▶ [Task description]
From the entries below, select every line that contains the string "banner". Matching is case-sensitive.

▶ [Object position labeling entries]
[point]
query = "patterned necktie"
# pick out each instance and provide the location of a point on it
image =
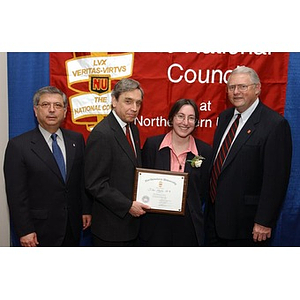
(129, 138)
(58, 156)
(221, 157)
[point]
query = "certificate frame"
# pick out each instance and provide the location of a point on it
(166, 189)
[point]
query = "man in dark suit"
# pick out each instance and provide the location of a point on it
(48, 207)
(110, 163)
(251, 185)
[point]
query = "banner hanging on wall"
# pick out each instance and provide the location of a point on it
(88, 78)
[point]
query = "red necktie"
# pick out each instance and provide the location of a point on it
(221, 158)
(129, 138)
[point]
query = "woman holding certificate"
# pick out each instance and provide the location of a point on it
(179, 151)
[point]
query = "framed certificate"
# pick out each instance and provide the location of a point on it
(164, 191)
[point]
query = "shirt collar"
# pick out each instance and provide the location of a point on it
(247, 113)
(122, 123)
(47, 135)
(167, 142)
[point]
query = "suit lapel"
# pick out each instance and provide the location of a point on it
(70, 145)
(40, 147)
(121, 138)
(247, 130)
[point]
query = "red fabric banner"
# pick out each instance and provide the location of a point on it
(88, 78)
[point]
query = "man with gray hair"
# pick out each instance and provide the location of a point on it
(43, 171)
(252, 152)
(112, 154)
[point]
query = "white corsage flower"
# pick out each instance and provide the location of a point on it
(197, 161)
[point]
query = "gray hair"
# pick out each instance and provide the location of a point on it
(126, 85)
(49, 90)
(246, 70)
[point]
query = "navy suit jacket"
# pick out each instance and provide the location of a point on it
(109, 177)
(39, 199)
(254, 178)
(197, 193)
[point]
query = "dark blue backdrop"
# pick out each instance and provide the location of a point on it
(27, 72)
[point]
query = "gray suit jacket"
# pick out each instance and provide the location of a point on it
(109, 177)
(39, 199)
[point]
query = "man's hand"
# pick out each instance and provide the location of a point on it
(261, 233)
(138, 209)
(29, 240)
(87, 221)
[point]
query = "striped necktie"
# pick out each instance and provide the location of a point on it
(58, 156)
(129, 138)
(219, 161)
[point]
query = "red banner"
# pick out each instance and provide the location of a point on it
(88, 78)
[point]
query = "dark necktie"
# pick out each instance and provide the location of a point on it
(221, 157)
(58, 156)
(129, 138)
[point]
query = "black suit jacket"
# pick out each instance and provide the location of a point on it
(254, 179)
(39, 199)
(198, 182)
(109, 177)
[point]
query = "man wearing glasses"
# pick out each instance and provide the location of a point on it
(252, 152)
(43, 171)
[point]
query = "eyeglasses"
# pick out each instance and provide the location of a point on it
(56, 105)
(182, 117)
(240, 87)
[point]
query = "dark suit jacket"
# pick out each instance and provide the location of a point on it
(254, 179)
(109, 177)
(198, 182)
(39, 199)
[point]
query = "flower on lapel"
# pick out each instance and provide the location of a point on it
(197, 161)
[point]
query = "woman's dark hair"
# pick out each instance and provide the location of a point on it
(177, 106)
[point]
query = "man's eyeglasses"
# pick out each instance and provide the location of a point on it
(240, 87)
(56, 105)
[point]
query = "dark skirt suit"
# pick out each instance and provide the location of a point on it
(176, 230)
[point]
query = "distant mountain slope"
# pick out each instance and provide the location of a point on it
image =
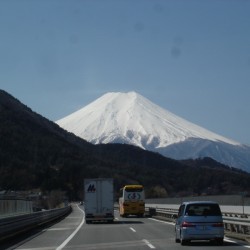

▶ [Reply to the exercise]
query = "banner hanging on wall"
query = "red fabric banner"
query = "red banner"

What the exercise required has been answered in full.